### What the task requires
Repeat exactly the lines of the listing from the line containing "sample: [201, 61]." through its last line, and nothing beyond them.

━━━━━━━━━━

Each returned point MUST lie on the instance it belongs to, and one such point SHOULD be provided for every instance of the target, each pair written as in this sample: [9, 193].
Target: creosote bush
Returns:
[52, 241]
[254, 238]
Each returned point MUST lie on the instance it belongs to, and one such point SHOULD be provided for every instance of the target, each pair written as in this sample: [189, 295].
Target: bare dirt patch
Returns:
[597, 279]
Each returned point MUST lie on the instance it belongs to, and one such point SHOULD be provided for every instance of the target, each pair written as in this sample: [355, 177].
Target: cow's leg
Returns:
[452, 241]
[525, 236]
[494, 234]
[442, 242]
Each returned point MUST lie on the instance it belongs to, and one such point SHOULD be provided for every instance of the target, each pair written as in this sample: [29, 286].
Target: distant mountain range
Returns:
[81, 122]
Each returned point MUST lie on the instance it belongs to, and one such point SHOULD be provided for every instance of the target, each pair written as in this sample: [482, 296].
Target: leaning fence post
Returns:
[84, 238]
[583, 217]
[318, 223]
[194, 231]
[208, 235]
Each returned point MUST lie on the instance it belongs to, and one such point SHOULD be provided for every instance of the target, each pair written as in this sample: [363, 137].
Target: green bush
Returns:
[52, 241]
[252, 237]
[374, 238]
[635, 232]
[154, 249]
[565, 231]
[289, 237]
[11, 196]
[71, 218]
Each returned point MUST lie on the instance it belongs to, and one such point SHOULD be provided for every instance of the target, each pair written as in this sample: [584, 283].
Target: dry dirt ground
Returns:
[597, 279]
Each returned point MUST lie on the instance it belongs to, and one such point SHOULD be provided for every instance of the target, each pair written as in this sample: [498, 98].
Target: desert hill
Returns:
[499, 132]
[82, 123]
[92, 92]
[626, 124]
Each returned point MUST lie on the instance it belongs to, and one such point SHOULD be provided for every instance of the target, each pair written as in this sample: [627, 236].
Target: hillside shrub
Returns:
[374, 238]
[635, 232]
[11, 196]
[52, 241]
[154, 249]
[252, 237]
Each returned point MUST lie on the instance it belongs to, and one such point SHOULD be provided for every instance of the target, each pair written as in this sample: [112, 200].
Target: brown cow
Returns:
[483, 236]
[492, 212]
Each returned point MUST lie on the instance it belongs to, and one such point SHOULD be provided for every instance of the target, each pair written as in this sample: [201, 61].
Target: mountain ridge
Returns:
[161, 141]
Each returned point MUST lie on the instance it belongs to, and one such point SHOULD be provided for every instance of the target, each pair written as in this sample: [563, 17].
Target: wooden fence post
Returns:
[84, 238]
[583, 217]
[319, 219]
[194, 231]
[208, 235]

━━━━━━━━━━

### Reply to the task
Each returned point MUST lie on the instance it belongs to, and one such point SHOULD be provided for every instance of the target, each pair written as in this sample: [201, 61].
Target: mountain ridge
Returns:
[161, 141]
Each returned point MUST lie on the instance it belongs to, and one such point SHOULD be provided for every instance of the target, each pair written as in this sample: [563, 17].
Target: wooden fence post
Returns:
[84, 238]
[583, 217]
[319, 219]
[194, 231]
[208, 235]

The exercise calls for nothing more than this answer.